List every technique that the AI summary below says the proposed paradigm unifies.

▶ DOCUMENT PASSAGE
^^^^
🤖 AI Summary
Materials science knowledge is highly fragmented, and traditional experimental discovery is costly and time-consuming, impeding efficient novel material development; existing AI approaches suffer from poor data quality, heavy reliance on manual annotation, and insufficient semantic traceability. Method: This paper proposes an end-to-end knowledge graph (KG) construction paradigm tailored for multidisciplinary materials science, introducing a novel collaborative framework integrating large language models (LLMs) with domain-specific ontologies. It unifies named entity recognition, relation extraction, KG embedding, and link prediction to automatically extract structured triples from high-quality literature published over the past decade. Contribution/Results: The resulting Materials Knowledge Graph (MKG) comprises 162,605 nodes and 731,772 edges, enabling cross-disciplinary semantic alignment and traceable knowledge organization. Empirical evaluation demonstrates significant improvements in knowledge retrieval, logical reasoning, and property prediction—substantially reducing dependence on empirical trial-and-error.
^^^^
▶ SUPPLIED DATA

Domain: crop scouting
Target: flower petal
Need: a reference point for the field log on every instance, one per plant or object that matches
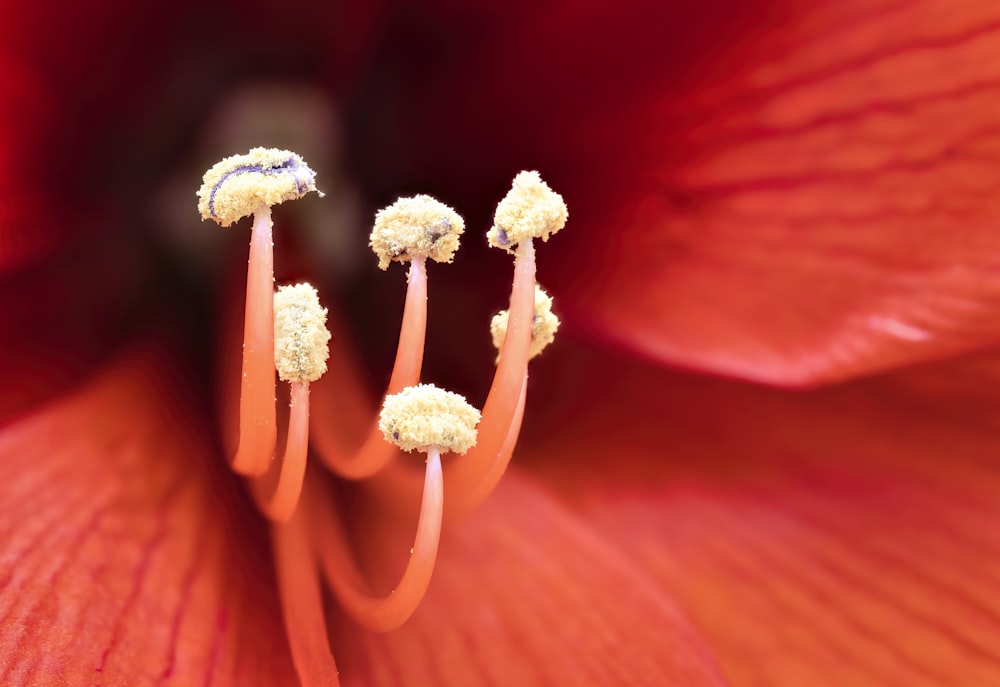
^^^^
▶ TASK RESULT
Named entity recognition, relation extraction, KG embedding, and link prediction.